* RECORD EXCERPTS
>>>>>

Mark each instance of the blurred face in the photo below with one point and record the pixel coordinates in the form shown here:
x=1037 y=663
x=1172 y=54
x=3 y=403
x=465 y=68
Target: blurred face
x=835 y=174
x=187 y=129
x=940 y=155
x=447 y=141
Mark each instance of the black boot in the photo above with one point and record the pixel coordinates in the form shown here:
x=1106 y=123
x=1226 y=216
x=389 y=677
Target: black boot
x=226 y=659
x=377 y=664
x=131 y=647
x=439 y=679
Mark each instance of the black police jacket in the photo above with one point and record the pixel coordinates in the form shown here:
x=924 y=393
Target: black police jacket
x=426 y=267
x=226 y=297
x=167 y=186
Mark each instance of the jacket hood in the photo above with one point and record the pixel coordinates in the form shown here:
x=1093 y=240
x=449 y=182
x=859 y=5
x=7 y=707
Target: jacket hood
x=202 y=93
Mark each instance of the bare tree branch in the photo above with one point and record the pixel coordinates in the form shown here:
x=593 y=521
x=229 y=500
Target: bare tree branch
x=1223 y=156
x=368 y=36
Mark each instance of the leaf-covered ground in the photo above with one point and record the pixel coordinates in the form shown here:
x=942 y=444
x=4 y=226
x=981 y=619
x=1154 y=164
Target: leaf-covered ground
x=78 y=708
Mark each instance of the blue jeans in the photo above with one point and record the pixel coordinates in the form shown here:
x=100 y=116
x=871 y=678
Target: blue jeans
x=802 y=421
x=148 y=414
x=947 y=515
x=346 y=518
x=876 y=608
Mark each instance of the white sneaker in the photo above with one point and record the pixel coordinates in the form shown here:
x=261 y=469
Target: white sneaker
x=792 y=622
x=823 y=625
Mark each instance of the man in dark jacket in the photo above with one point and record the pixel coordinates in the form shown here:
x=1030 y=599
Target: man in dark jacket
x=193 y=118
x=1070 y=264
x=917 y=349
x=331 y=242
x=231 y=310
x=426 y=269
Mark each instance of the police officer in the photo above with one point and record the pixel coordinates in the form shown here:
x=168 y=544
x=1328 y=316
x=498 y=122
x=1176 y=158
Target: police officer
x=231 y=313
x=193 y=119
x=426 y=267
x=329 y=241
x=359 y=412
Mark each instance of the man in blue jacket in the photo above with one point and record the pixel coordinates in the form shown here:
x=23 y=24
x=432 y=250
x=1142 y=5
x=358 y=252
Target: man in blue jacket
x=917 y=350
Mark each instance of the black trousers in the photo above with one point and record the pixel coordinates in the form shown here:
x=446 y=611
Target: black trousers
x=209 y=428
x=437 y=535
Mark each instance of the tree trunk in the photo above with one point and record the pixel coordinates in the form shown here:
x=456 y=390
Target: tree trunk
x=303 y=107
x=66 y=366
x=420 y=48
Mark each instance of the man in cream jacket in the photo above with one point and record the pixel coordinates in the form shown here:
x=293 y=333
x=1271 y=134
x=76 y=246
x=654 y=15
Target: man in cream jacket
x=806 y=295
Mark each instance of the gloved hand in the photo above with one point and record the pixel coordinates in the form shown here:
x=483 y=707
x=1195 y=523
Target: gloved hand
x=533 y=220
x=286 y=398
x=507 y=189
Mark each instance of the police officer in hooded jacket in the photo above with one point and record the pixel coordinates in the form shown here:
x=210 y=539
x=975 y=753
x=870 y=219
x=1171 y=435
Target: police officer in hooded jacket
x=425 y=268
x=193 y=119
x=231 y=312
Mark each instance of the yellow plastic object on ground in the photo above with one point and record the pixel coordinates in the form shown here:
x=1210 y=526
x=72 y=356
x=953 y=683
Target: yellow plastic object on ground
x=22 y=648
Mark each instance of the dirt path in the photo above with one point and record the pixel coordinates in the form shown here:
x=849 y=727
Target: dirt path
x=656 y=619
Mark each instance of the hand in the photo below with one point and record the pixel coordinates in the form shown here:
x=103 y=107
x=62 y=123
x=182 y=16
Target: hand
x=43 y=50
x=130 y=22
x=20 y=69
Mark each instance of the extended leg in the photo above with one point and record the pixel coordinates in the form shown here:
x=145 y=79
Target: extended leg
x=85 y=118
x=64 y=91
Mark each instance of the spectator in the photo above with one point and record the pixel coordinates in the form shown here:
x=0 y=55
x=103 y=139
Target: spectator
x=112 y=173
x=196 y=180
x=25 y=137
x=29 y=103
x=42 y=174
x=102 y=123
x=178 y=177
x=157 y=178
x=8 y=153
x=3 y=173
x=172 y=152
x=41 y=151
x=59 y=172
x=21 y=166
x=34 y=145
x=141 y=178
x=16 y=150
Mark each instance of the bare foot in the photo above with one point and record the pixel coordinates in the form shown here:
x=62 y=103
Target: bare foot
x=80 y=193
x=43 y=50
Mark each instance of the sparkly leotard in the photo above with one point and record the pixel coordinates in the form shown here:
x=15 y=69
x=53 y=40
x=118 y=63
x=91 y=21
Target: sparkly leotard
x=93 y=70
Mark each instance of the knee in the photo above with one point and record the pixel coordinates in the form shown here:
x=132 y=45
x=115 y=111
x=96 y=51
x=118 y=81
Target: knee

<<<<<

* TASK
Lay out every line of the items above as a JSON list of strings, one string per line, with blank lines left out.

* RESULT FOR THIS EXERCISE
[
  "Mark each instance of the blurred face in the photo below with one point and record the pixel coordinates in the form shown here:",
  "x=1037 y=663",
  "x=1172 y=54",
  "x=3 y=403",
  "x=465 y=68",
  "Target: blurred face",
  "x=835 y=174",
  "x=187 y=129",
  "x=940 y=155",
  "x=447 y=141",
  "Mark each instance of the black boot in the photo above with one point and record the pixel coordinates in the form shown here:",
  "x=1106 y=123",
  "x=1226 y=216",
  "x=389 y=677",
  "Target: black boot",
  "x=226 y=659",
  "x=377 y=664",
  "x=131 y=647",
  "x=439 y=679",
  "Mark each instance of the black police jacket in the photo above with one point and record the pixel coordinates in the form shown here:",
  "x=924 y=393",
  "Target: black police jacket",
  "x=426 y=267",
  "x=226 y=297",
  "x=167 y=186",
  "Mark each instance of the jacket hood in the photo above with one point and record the pixel coordinates in the form shown here:",
  "x=1093 y=240",
  "x=449 y=182",
  "x=859 y=5",
  "x=7 y=707",
  "Target: jacket hood",
  "x=202 y=93",
  "Mark each instance of the bare tree branch in the photo above with one point and record the pixel coordinates in the form shown here:",
  "x=593 y=521",
  "x=229 y=500",
  "Target: bare tree branch",
  "x=1223 y=156",
  "x=368 y=36",
  "Mark each instance of the leaf-covered ground in the photo above with one point and record the pixel coordinates in the form shown here:",
  "x=942 y=444",
  "x=4 y=226",
  "x=981 y=619",
  "x=1154 y=164",
  "Target: leaf-covered ground",
  "x=78 y=708",
  "Mark each instance of the blue jeans in the photo above with one point and record the pixel coordinates in the form shown here:",
  "x=100 y=116",
  "x=871 y=678",
  "Target: blue jeans",
  "x=802 y=421",
  "x=148 y=414",
  "x=947 y=515",
  "x=346 y=518",
  "x=876 y=608",
  "Mark each instance of the white sneaker in the photo above with one point and record the pixel coordinates in the form shown here:",
  "x=261 y=469",
  "Target: white sneaker",
  "x=792 y=622",
  "x=823 y=625",
  "Mark each instance of the man in dark jacket in the photo above with one point and record the pixel coordinates in the form shown here:",
  "x=1030 y=599",
  "Target: man in dark jacket",
  "x=193 y=118",
  "x=1070 y=264",
  "x=917 y=349",
  "x=331 y=242",
  "x=231 y=310",
  "x=426 y=269",
  "Mark each instance of the police officer in the photo above with one point and record the pixel coordinates in the form shown here:",
  "x=168 y=544",
  "x=1328 y=316",
  "x=498 y=122",
  "x=1176 y=158",
  "Target: police officer",
  "x=231 y=313",
  "x=193 y=119",
  "x=426 y=267",
  "x=329 y=241",
  "x=359 y=412",
  "Mark each instance of the man in blue jacket in the photo above with one point and record the pixel coordinates in the form shown here:",
  "x=23 y=24",
  "x=432 y=250",
  "x=1142 y=5",
  "x=358 y=252",
  "Target: man in blue jacket",
  "x=917 y=350",
  "Mark each instance of the black trousers in the photo above with one point and record the pixel coordinates in the form shown here:",
  "x=446 y=611",
  "Target: black trousers",
  "x=209 y=428",
  "x=437 y=535",
  "Mark each instance of the tree trunk in the photo above with one point and record the pixel coordinates in the form shown here:",
  "x=456 y=390",
  "Target: tree trunk",
  "x=303 y=107",
  "x=66 y=366",
  "x=420 y=48",
  "Mark each instance of the man in cream jacket in the photo above with one point and record the pixel coordinates in the form shown here:",
  "x=293 y=333",
  "x=1271 y=134",
  "x=76 y=246",
  "x=654 y=15",
  "Target: man in cream jacket",
  "x=806 y=295",
  "Mark each instance of the gloved hand in the photo above with one point and record the pixel coordinates in the form shown here:",
  "x=483 y=707",
  "x=1195 y=523",
  "Target: gloved hand",
  "x=533 y=220",
  "x=286 y=398",
  "x=507 y=189",
  "Mark each instance of the police officer in hooded jacket in the photo above with one point and record the pixel coordinates in the form shown here:",
  "x=210 y=539",
  "x=975 y=753",
  "x=870 y=219",
  "x=1171 y=435",
  "Target: police officer in hooded jacket",
  "x=425 y=268",
  "x=193 y=119",
  "x=231 y=312",
  "Mark each instance of the yellow plastic object on ground in the photo above with one point and record the pixel coordinates in the form shown here:",
  "x=1210 y=526",
  "x=72 y=356",
  "x=953 y=683",
  "Target: yellow plastic object on ground",
  "x=22 y=648",
  "Mark each instance of the dirt path in the photo above with one point and record the pixel coordinates in the form shown here:",
  "x=849 y=727",
  "Target: dirt path",
  "x=656 y=619",
  "Mark each instance of the hand in the photo below with one point and record the pixel coordinates in the form shown here:",
  "x=103 y=107",
  "x=62 y=123",
  "x=182 y=16",
  "Target: hand",
  "x=43 y=50",
  "x=130 y=22",
  "x=20 y=69",
  "Mark each instance of the extended leg in the photo above with one point and record the pixel coordinates in the form shown here:",
  "x=145 y=79",
  "Target: extended leg",
  "x=85 y=118",
  "x=64 y=91",
  "Mark each instance of the spectator in the photo above with one point and record the pixel coordinates in the form shown here:",
  "x=0 y=55",
  "x=103 y=139",
  "Target: spectator",
  "x=112 y=173",
  "x=196 y=180",
  "x=25 y=137",
  "x=29 y=103",
  "x=42 y=174",
  "x=102 y=123",
  "x=178 y=177",
  "x=157 y=178",
  "x=8 y=153",
  "x=3 y=173",
  "x=172 y=152",
  "x=41 y=151",
  "x=59 y=172",
  "x=21 y=166",
  "x=34 y=145",
  "x=141 y=178",
  "x=16 y=150",
  "Mark each instance of the bare foot in the photo above with one point and record the pixel coordinates in the form shown here:",
  "x=62 y=103",
  "Target: bare foot",
  "x=80 y=193",
  "x=43 y=50",
  "Mark each instance of the sparkly leotard in the photo above with one point and record the pixel coordinates in the form shown here:",
  "x=15 y=69",
  "x=53 y=40",
  "x=118 y=63",
  "x=91 y=21",
  "Target: sparkly leotard",
  "x=93 y=70",
  "Mark each instance of the knee in the photo above with one point and record the pixel coordinates in the form shown here:",
  "x=132 y=45",
  "x=115 y=111",
  "x=96 y=51",
  "x=118 y=81",
  "Target: knee"
]